### Work to complete
Reproduce, word for word, the lines running from the line with "Kindly give the mask of every instance of the **wooden" to the line with "276L82 274L72 230L86", both included.

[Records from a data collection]
□ □ □ □
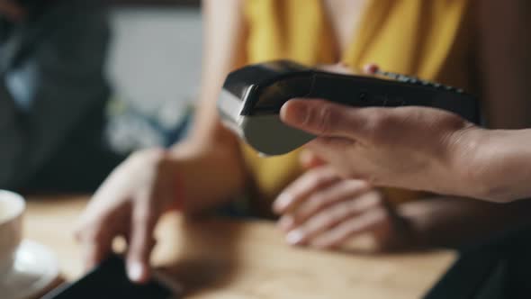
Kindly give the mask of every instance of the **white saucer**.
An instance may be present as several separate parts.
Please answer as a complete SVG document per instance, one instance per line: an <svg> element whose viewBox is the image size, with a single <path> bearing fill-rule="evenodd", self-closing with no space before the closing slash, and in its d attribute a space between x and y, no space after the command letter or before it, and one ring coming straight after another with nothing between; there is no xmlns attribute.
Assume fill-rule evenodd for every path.
<svg viewBox="0 0 531 299"><path fill-rule="evenodd" d="M24 240L16 252L14 266L0 279L2 299L24 299L42 292L58 277L58 262L46 247Z"/></svg>

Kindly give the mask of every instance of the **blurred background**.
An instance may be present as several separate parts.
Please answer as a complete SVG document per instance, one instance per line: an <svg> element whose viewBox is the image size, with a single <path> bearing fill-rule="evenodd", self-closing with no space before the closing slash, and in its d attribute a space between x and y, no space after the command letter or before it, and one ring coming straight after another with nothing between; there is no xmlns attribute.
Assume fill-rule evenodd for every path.
<svg viewBox="0 0 531 299"><path fill-rule="evenodd" d="M93 192L131 151L180 140L199 5L1 0L0 188Z"/></svg>
<svg viewBox="0 0 531 299"><path fill-rule="evenodd" d="M199 88L199 1L114 1L110 21L111 144L127 152L172 143Z"/></svg>

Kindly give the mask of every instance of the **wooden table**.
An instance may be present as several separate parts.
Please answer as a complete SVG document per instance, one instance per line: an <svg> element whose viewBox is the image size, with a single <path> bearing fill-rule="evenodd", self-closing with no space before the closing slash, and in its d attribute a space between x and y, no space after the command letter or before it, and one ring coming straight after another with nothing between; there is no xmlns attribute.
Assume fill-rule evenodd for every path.
<svg viewBox="0 0 531 299"><path fill-rule="evenodd" d="M63 276L82 274L72 230L86 197L32 199L25 237L52 249ZM268 222L165 216L154 263L186 298L420 298L455 259L446 250L361 255L293 249Z"/></svg>

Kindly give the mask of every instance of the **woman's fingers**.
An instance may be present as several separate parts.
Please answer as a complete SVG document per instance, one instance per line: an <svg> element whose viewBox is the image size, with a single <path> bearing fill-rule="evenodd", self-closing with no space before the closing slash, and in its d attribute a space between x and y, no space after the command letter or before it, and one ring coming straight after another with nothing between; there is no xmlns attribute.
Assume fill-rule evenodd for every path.
<svg viewBox="0 0 531 299"><path fill-rule="evenodd" d="M310 245L319 249L338 247L354 236L373 232L382 229L383 225L392 225L389 218L385 208L371 209L320 234L310 241Z"/></svg>
<svg viewBox="0 0 531 299"><path fill-rule="evenodd" d="M338 179L331 168L310 170L280 194L273 204L273 210L279 214L292 211L316 190L324 188Z"/></svg>
<svg viewBox="0 0 531 299"><path fill-rule="evenodd" d="M370 185L361 180L340 180L310 195L296 210L284 215L281 229L290 231L321 211L339 202L353 200L367 192Z"/></svg>
<svg viewBox="0 0 531 299"><path fill-rule="evenodd" d="M155 246L153 231L158 220L158 207L148 196L140 195L132 210L131 232L127 250L127 274L131 281L145 283L150 276L149 257Z"/></svg>
<svg viewBox="0 0 531 299"><path fill-rule="evenodd" d="M357 198L333 204L309 218L305 222L289 231L286 240L292 245L310 243L321 233L350 219L356 219L366 211L381 204L379 192L368 192Z"/></svg>

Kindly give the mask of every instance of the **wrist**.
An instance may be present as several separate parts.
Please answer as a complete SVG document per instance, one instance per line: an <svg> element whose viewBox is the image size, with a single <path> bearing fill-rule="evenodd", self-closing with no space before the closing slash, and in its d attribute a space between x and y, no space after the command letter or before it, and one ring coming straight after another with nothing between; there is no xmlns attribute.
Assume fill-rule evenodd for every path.
<svg viewBox="0 0 531 299"><path fill-rule="evenodd" d="M452 163L448 177L454 177L455 195L472 198L490 198L494 183L489 178L489 165L492 158L490 141L492 131L471 126L455 132L451 147Z"/></svg>

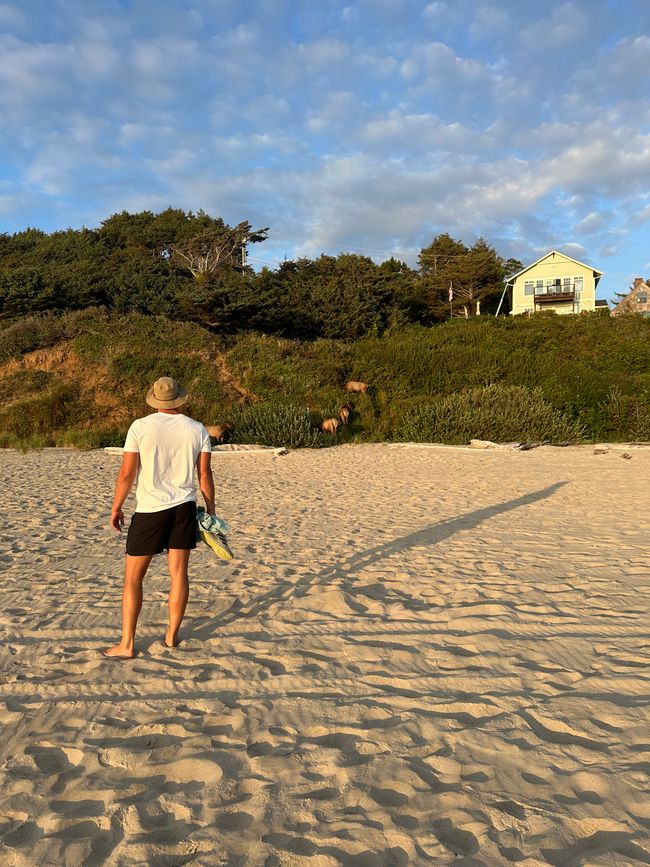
□ □ □ □
### Task solution
Kindly give the mask of every instance of the **wooden table**.
An instance may be present as several separate parts.
Please answer as a complete SVG document per instance, one instance per line: an <svg> element whose viewBox is the image size, with a single <path> bearing fill-rule="evenodd", self-closing with no space before the closing slash, and in its d attribute a space between x and y, no space after the command letter or before it, and one ring coming straight after another with nothing between; there is no xmlns attribute.
Assume fill-rule evenodd for every path.
<svg viewBox="0 0 531 299"><path fill-rule="evenodd" d="M63 276L82 274L72 230L86 197L32 199L25 237L52 249ZM268 222L165 216L154 263L186 298L420 298L455 259L446 250L361 255L293 249Z"/></svg>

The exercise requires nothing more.